THINGS TO DO -
**1)** Using the article on underage drinking and hospital admissions, answer these:
(a) What yearly cost to the NHS does the report give for treating young drinkers?
(b) How many alcohol-related call-outs did the West Midlands Ambulance Service attend in 2009/10?
(c) Between 2004 and 2008, how many more girls than boys were admitted to hospital for alcohol?
**2)** Carry on the article about rising drink-related hospital admissions for children, starting after its last sentence.

Increase in drink related hospital admissions for children


Monday 25th October, 2010

A report by charity Alcohol Concern has revealed the number of under-18s admitted to hospital for drinking is on the increase.

Statistics show that underage drinkers consume approximately the equivalent of 6.9 million pints of beer or 1.7 million bottles of wine each year and alcohol contributes to 5% of young people’s deaths – 1.4% more than in the adult population. The UK currently has the highest rates in Europe of teenage alcohol-related injuries.

The Alcohol Concern report also found that drinkers being admitted to Accident and Emergency departments can be as young as ten years-old and the cost of treatment to the NHS is £19 million per year.

During a five year period between 2002 and 2007, the London Ambulance Service responded to nearly 12,000 alcohol-related call-outs involving under-18s. In 2009/10, the West Midlands Ambulance Service was called to 1,296 call-outs relating to alcohol while the North East Ambulance Trust responded to nearly one thousand call-outs.

In the majority of cases, ambulance crews treated more young girls than boys. This trend reflects figures in the report which found that between 2004 and 2008, 28 per cent more girls were admitted to hospital for alcohol than boys.

Accident and Emergency admissions for alcohol poisoning among under-18s stood at 25,767 between 2007 and 2009 although the report suggests this is underestimated due to incidents not always being accurately recorded.

LISTED ENTRIES -
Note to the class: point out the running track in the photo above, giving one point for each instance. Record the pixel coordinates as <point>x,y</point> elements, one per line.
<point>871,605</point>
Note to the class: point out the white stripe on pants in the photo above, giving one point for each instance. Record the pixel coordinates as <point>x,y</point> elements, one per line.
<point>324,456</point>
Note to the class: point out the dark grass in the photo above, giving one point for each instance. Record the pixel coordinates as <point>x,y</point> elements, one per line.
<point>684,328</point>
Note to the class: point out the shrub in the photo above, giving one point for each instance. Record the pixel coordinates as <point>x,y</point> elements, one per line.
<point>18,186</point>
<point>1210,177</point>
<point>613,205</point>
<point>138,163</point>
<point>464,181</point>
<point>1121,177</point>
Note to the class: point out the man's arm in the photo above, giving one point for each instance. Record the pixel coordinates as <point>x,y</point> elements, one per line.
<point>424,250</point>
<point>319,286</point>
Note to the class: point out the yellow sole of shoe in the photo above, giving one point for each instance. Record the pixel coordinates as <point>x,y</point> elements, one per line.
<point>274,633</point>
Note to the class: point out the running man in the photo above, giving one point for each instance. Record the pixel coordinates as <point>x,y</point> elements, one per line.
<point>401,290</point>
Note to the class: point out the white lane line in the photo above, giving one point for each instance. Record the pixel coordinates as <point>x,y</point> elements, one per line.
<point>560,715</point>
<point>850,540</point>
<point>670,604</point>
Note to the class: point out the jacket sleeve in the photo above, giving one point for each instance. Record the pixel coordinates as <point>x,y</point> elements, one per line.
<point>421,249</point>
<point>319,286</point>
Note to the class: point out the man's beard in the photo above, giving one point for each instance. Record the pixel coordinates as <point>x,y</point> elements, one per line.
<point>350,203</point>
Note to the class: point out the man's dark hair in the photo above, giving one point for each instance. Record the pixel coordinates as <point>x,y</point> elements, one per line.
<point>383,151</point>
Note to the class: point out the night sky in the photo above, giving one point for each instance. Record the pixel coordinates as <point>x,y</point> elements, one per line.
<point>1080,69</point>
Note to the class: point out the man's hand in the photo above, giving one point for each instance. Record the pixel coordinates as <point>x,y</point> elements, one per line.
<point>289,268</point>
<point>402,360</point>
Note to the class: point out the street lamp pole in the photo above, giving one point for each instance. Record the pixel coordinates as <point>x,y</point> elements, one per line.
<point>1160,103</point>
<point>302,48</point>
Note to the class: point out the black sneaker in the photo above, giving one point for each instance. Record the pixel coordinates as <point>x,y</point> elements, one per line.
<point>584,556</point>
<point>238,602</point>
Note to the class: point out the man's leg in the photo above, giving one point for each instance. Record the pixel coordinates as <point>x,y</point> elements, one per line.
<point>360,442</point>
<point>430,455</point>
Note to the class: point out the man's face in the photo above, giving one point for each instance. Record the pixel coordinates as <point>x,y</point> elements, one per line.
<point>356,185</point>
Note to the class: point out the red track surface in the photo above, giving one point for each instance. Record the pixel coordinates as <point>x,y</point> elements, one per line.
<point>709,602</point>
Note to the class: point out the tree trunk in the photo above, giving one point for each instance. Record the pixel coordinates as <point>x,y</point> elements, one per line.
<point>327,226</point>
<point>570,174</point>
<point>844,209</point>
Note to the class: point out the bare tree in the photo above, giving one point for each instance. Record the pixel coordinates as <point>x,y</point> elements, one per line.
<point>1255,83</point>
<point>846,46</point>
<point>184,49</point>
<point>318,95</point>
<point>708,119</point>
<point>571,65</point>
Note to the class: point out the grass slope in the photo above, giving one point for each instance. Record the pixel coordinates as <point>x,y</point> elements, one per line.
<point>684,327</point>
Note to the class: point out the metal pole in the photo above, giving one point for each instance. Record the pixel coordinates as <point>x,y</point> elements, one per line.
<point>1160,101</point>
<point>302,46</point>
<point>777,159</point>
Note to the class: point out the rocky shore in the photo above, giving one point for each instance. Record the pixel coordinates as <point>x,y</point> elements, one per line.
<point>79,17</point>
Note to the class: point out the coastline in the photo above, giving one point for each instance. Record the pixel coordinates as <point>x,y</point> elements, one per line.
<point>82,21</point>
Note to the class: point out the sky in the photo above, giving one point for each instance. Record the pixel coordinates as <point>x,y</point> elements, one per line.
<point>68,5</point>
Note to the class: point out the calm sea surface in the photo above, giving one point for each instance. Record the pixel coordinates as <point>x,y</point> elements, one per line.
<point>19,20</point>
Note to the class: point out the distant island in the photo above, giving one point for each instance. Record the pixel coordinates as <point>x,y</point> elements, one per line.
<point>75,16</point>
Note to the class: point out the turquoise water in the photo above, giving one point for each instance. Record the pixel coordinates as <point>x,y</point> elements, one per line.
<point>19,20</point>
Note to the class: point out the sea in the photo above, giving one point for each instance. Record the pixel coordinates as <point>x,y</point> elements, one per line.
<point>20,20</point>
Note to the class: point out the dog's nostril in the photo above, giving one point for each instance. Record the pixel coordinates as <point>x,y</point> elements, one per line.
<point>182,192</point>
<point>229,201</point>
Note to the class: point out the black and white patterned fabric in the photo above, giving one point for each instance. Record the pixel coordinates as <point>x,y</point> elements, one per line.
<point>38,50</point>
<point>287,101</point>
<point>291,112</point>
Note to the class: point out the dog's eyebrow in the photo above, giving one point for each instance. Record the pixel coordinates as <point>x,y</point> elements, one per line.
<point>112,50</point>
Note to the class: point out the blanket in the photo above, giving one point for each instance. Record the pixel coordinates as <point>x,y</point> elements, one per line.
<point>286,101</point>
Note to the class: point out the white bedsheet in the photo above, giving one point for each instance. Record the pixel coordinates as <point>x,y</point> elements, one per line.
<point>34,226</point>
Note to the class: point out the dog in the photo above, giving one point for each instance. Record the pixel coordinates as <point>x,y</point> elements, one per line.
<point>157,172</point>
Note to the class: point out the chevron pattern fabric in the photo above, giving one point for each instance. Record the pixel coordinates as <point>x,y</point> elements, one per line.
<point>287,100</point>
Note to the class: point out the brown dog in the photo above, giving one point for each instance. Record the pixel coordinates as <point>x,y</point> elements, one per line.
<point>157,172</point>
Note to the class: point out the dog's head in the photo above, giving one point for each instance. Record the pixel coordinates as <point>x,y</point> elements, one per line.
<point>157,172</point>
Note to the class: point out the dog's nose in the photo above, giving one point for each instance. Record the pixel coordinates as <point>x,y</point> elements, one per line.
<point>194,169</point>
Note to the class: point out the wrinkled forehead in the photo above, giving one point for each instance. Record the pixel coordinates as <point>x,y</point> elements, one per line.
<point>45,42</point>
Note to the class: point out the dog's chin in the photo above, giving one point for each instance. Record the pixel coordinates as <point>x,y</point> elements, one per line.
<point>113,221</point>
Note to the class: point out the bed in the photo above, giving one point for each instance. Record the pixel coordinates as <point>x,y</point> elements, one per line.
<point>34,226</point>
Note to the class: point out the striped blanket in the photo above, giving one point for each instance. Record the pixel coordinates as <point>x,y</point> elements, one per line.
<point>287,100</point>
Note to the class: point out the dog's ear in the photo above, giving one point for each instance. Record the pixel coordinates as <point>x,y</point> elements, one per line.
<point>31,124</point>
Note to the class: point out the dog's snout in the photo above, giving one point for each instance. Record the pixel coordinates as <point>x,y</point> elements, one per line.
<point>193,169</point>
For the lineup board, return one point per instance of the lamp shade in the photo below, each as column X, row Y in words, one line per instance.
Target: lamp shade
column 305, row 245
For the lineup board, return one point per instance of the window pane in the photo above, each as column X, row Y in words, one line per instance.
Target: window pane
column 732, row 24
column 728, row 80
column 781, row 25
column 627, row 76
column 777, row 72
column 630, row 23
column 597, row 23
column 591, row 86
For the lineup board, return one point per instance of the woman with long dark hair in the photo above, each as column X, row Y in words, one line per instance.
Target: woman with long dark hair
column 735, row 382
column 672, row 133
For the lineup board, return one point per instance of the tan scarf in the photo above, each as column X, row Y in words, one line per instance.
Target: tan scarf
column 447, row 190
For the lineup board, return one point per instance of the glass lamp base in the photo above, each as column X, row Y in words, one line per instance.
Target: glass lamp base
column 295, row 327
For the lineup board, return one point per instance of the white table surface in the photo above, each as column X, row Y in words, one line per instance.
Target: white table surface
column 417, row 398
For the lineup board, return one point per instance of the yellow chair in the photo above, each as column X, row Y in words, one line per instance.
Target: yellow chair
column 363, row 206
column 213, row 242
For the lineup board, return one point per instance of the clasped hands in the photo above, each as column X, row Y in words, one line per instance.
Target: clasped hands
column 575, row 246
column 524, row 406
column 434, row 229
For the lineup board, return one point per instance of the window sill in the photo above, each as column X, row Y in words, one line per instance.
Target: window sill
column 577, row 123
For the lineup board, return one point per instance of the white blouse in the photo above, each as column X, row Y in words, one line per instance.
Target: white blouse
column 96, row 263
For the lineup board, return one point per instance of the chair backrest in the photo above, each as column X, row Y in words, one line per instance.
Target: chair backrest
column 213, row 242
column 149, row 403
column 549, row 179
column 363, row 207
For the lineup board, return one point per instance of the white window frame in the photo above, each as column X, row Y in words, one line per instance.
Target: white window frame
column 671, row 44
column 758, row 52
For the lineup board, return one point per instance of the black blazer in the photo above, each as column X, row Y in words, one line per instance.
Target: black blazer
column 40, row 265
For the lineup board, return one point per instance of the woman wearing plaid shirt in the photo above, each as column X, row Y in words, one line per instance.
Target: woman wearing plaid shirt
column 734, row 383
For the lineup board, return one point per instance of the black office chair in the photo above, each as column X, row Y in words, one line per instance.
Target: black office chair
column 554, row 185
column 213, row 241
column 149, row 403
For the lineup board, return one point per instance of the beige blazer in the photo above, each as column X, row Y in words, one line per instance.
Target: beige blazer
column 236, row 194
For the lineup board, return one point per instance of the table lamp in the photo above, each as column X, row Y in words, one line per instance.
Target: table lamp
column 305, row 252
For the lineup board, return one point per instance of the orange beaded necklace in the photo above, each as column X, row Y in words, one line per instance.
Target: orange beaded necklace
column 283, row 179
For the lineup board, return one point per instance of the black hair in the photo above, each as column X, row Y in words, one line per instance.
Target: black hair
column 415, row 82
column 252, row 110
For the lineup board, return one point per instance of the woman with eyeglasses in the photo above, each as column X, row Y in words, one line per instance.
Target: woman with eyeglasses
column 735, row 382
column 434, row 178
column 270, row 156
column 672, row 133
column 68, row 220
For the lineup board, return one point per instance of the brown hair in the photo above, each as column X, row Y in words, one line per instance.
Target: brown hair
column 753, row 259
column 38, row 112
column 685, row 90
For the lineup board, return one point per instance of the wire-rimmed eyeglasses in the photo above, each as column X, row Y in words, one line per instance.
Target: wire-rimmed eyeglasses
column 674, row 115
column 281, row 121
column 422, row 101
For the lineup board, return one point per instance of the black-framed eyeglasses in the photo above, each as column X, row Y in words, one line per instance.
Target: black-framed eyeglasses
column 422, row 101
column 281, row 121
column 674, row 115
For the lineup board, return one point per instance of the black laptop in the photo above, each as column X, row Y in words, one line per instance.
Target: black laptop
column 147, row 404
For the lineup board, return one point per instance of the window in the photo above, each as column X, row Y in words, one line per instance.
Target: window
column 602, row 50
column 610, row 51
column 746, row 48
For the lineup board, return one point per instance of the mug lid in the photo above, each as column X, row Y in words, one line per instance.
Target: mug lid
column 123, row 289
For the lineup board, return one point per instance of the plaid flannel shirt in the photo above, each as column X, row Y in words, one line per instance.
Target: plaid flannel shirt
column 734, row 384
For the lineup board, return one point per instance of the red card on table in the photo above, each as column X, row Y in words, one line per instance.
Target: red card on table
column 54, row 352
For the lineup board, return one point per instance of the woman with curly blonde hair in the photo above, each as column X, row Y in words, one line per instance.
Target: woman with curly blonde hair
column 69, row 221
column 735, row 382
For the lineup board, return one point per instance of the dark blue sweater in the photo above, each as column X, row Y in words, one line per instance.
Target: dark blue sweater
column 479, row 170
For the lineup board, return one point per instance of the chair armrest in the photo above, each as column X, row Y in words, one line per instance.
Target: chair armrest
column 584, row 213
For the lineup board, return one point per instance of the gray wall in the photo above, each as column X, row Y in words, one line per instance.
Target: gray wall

TASK RESULTS -
**1)**
(a) £19 million per year
(b) 1,296
(c) 28 per cent more

**2)**
The report, titled ‘Right time, right place: Alcohol-harm reduction strategies with children and young people’, calls for early intervention for children identified as being at risk of drinking after attending A&E for alcohol or being caught up with the Police for alcohol related crime.

Alcohol Concern Chief Executive, Don Shenker said:

“As long as alcohol remains as heavily promoted as it currently is, young drinkers will continue to consume far more than they might otherwise, leading to inevitable health harms, wasting ambulance and police time.”

“As well as tackling the ludicrously cheap price of alcohol in some settings, we want all under-18-year-olds who turn up at A&E to be advised and supported to address their drinking.”

“There are some excellent examples of police and ambulance crews working hand in hand with youth and alcohol services and these should be properly funded and rolled out to ensure we give young people the best chance of changing their behaviour.”